— WORK REQUIRED —
Filter the entries below, keeping only lines with "door".

RECORD EXCERPTS START

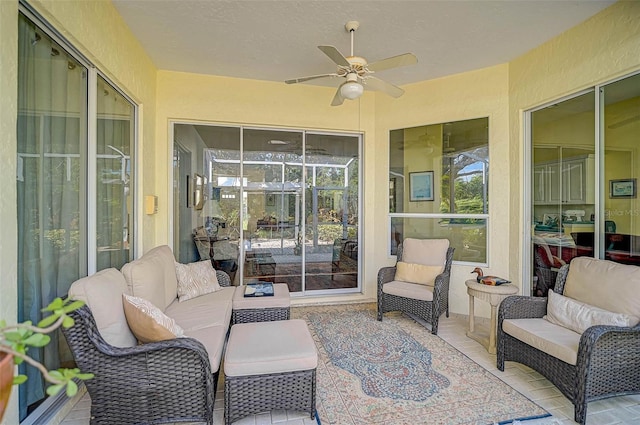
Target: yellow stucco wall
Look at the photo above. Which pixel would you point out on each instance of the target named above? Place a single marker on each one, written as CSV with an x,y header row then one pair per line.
x,y
602,48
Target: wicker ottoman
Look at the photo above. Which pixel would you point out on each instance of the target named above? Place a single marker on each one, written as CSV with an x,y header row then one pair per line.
x,y
261,309
269,366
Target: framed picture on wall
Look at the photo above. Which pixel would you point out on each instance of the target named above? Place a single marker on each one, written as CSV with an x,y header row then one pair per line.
x,y
624,188
271,200
421,186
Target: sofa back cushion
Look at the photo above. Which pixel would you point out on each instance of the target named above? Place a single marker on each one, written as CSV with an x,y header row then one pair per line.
x,y
153,277
428,252
604,284
102,293
417,273
578,316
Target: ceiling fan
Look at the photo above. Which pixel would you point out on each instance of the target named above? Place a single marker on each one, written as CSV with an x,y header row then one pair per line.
x,y
356,71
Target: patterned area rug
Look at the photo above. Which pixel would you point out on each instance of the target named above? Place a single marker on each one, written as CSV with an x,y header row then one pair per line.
x,y
396,372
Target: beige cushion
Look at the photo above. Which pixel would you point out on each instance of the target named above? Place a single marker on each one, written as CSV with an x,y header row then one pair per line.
x,y
408,290
102,293
579,316
429,252
417,273
555,340
153,277
195,279
207,310
147,322
269,347
604,284
280,298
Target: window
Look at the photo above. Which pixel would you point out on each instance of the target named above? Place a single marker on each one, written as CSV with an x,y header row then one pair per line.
x,y
438,186
66,158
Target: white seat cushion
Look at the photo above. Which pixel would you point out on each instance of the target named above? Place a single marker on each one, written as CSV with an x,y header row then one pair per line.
x,y
408,290
102,293
555,340
269,347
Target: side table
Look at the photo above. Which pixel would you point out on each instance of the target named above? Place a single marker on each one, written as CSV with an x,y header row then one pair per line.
x,y
494,296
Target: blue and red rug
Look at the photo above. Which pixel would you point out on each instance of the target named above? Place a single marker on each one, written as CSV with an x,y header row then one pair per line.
x,y
396,372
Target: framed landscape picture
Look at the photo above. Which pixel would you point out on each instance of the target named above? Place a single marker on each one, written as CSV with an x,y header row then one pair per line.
x,y
421,186
624,188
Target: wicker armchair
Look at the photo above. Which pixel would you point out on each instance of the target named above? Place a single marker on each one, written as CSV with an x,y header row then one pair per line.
x,y
608,358
428,310
159,382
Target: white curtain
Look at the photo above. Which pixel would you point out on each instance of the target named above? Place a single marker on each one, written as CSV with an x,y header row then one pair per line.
x,y
51,185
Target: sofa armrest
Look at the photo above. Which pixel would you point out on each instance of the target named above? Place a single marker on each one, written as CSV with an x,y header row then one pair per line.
x,y
610,344
385,275
172,376
84,323
521,307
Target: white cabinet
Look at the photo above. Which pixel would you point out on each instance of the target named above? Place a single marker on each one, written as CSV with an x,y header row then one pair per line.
x,y
571,181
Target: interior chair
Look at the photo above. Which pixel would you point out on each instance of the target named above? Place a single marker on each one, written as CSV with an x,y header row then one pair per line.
x,y
584,337
419,282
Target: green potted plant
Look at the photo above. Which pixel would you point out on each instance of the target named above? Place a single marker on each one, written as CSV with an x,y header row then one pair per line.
x,y
15,341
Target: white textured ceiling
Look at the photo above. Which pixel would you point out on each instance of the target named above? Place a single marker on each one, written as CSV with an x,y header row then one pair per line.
x,y
277,40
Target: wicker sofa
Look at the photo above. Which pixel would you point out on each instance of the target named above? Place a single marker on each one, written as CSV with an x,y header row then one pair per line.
x,y
172,380
585,352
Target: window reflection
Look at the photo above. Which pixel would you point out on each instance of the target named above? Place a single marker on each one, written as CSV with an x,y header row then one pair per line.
x,y
452,160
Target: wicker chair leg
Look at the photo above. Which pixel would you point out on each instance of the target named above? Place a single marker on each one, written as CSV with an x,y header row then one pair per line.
x,y
580,409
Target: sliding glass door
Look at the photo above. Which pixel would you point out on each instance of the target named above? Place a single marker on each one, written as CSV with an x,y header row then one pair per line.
x,y
74,184
573,212
279,205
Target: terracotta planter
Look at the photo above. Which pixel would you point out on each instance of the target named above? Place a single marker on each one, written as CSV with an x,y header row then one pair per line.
x,y
6,380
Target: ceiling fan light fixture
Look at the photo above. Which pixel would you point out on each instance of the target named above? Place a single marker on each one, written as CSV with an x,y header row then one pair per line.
x,y
351,89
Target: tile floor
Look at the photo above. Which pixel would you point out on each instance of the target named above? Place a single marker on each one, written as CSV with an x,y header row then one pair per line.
x,y
614,411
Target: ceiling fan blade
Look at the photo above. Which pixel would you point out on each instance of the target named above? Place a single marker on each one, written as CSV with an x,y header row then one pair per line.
x,y
311,77
393,62
381,85
335,55
337,99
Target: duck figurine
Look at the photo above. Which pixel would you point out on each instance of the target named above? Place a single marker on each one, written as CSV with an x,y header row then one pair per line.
x,y
489,280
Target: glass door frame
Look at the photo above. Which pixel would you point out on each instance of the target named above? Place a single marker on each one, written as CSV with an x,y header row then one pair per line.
x,y
302,227
600,186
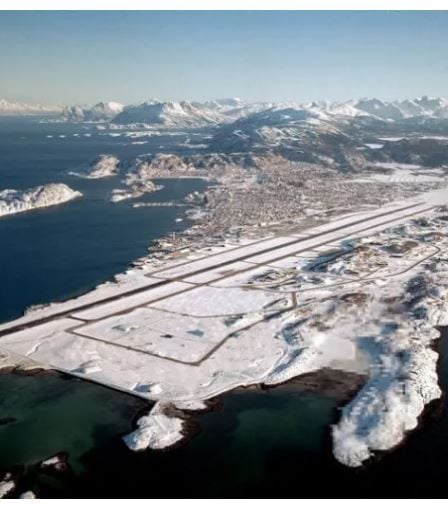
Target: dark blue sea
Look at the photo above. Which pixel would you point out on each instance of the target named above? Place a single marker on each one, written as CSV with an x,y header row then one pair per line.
x,y
62,251
256,443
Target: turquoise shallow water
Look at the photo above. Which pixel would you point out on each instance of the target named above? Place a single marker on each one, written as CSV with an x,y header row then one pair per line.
x,y
260,444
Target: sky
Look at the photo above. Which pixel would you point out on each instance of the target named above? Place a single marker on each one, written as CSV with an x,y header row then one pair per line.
x,y
83,57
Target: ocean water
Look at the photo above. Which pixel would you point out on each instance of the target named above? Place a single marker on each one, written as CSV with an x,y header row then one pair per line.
x,y
62,251
272,443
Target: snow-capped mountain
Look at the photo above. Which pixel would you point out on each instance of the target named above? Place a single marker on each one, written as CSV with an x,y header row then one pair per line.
x,y
15,108
302,133
408,108
171,114
100,112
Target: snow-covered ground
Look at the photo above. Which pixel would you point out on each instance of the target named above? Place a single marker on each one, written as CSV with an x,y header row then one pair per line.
x,y
362,293
13,201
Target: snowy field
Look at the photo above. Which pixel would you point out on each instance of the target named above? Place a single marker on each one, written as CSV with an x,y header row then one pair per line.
x,y
362,293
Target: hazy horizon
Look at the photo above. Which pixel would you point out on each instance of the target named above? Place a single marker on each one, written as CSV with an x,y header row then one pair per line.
x,y
83,57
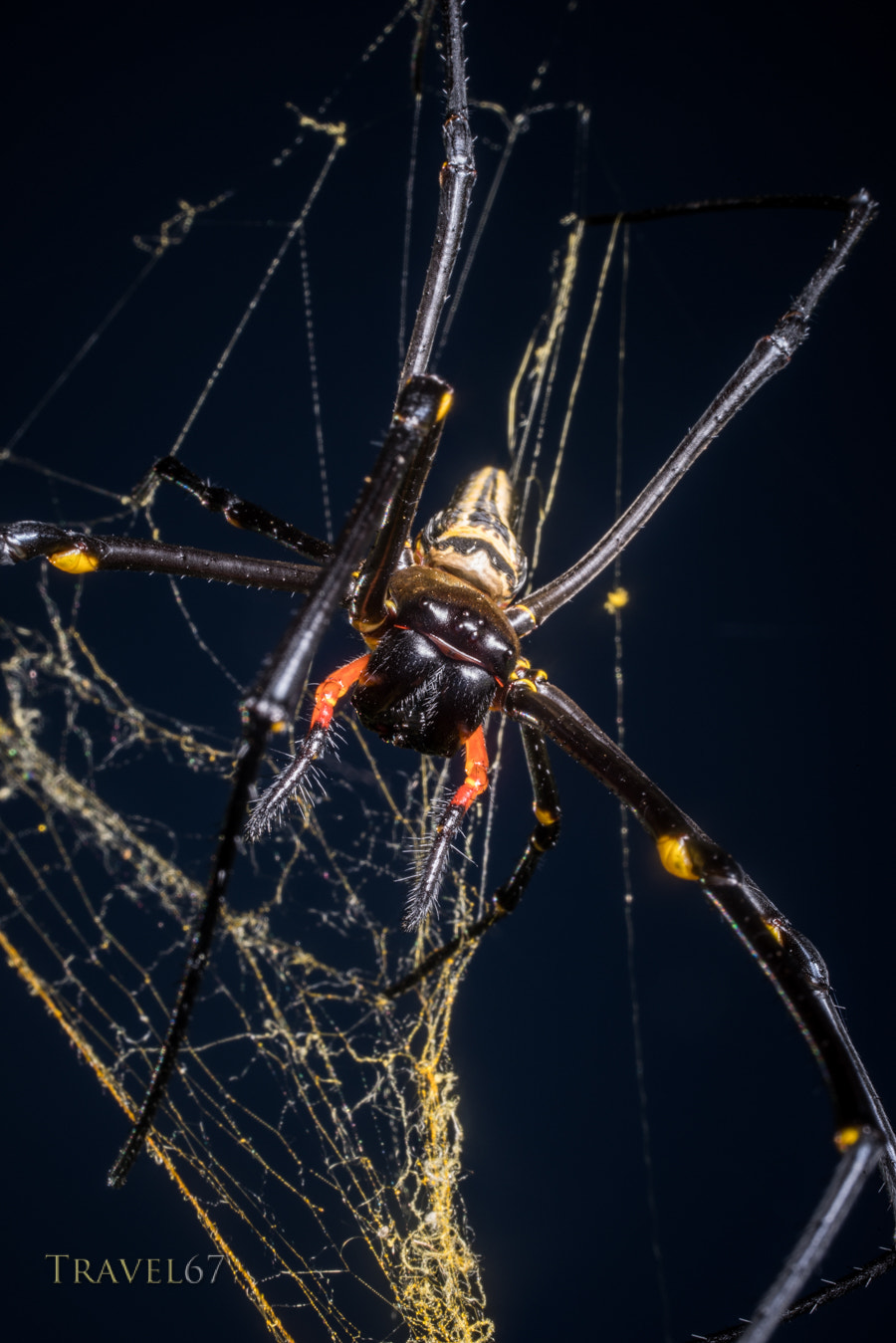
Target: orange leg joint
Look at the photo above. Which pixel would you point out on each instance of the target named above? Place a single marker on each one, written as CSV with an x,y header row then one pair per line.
x,y
335,688
476,778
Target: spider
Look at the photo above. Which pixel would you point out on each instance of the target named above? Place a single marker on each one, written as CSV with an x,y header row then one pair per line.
x,y
518,704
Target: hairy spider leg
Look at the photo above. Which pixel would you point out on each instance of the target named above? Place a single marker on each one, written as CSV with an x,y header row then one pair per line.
x,y
862,1132
239,512
425,895
418,416
293,780
80,554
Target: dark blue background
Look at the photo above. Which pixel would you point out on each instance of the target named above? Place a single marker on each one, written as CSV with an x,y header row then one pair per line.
x,y
758,645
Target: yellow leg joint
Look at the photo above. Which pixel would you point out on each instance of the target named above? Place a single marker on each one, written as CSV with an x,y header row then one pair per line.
x,y
846,1138
777,934
74,561
676,858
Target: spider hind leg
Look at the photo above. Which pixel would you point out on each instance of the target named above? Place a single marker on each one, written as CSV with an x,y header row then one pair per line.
x,y
295,778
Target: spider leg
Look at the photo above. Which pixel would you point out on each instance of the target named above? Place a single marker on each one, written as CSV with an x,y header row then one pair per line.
x,y
249,518
543,837
546,831
292,780
768,357
76,553
861,1128
419,414
425,895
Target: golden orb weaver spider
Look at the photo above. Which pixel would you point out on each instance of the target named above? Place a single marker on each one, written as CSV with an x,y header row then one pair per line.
x,y
547,660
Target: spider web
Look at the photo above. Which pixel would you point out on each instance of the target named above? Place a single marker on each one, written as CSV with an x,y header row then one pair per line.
x,y
314,1124
315,1127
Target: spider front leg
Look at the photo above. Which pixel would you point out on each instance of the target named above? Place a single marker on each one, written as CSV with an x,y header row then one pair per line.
x,y
293,780
415,427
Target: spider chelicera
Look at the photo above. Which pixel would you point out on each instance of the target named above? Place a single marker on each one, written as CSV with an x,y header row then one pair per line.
x,y
443,622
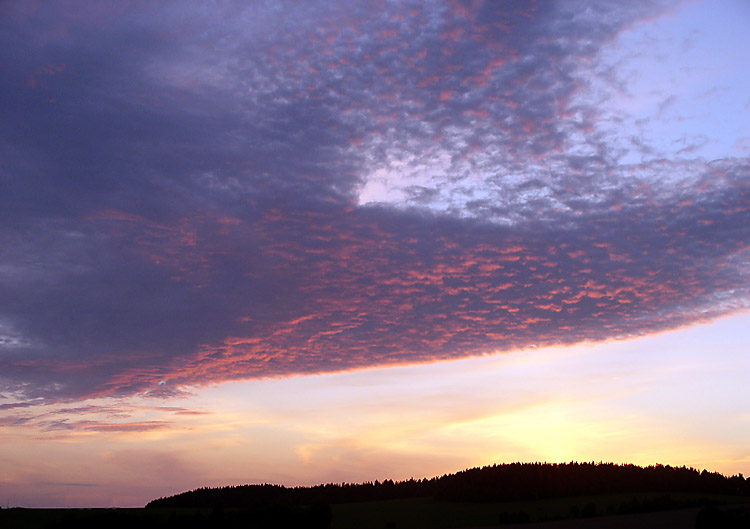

RECORD EXCERPTS END

— REPLY TO THE EXERCISE —
Target: sliding glass door
Target: glass door frame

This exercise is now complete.